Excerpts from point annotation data

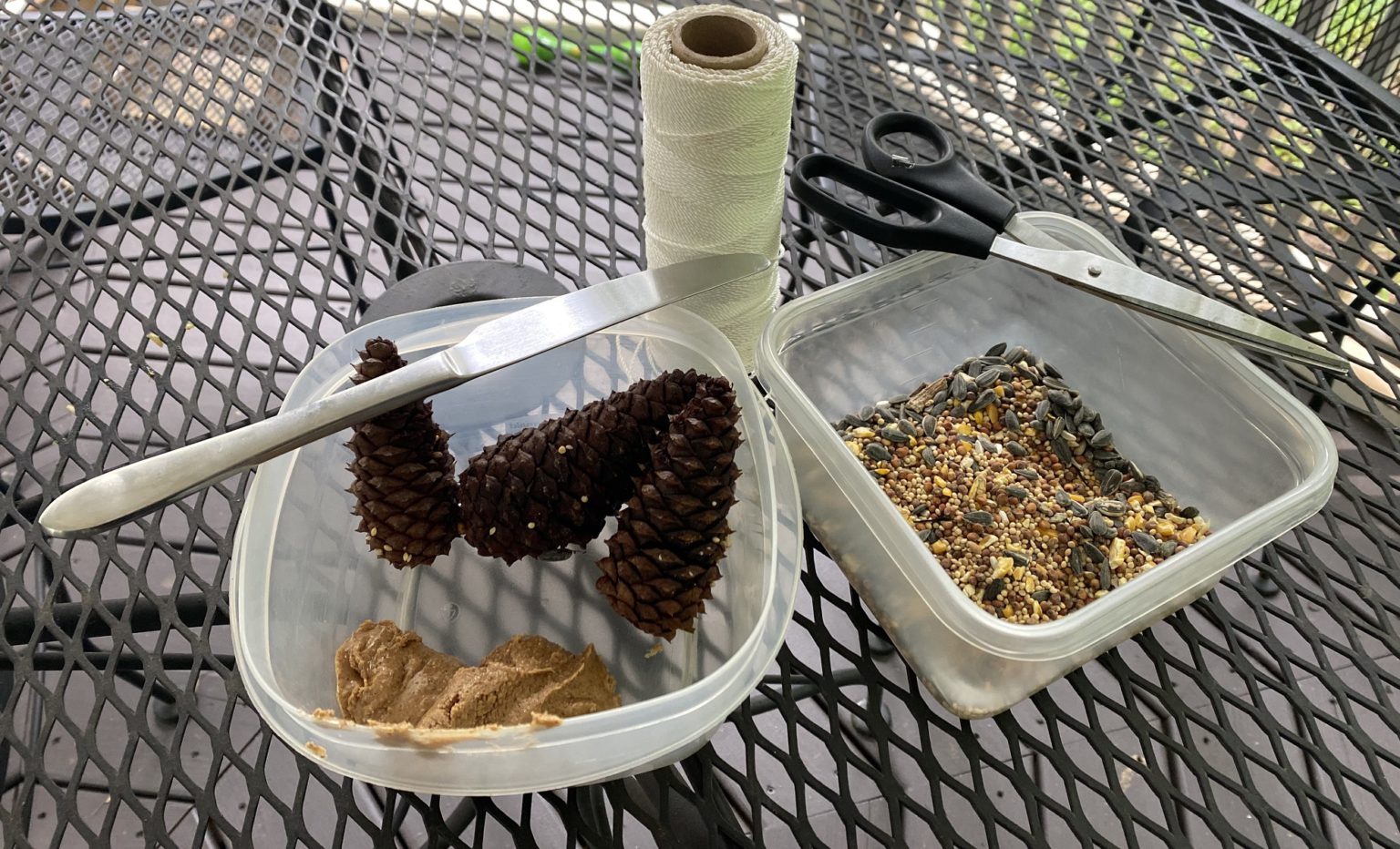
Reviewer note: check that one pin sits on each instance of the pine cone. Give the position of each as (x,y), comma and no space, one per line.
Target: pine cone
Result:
(556,485)
(673,535)
(404,475)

Stated exercise » Edit the rows above, replacing "Result" with "Output" and leaving everything else unchanged. Leave the pictures out of your output.

Output »
Reviewer note: check that one pin sits on each instance of the pine cone. Give the position of each as (x,y), comma and no space, one per line.
Target: pine cone
Output:
(556,485)
(673,535)
(404,475)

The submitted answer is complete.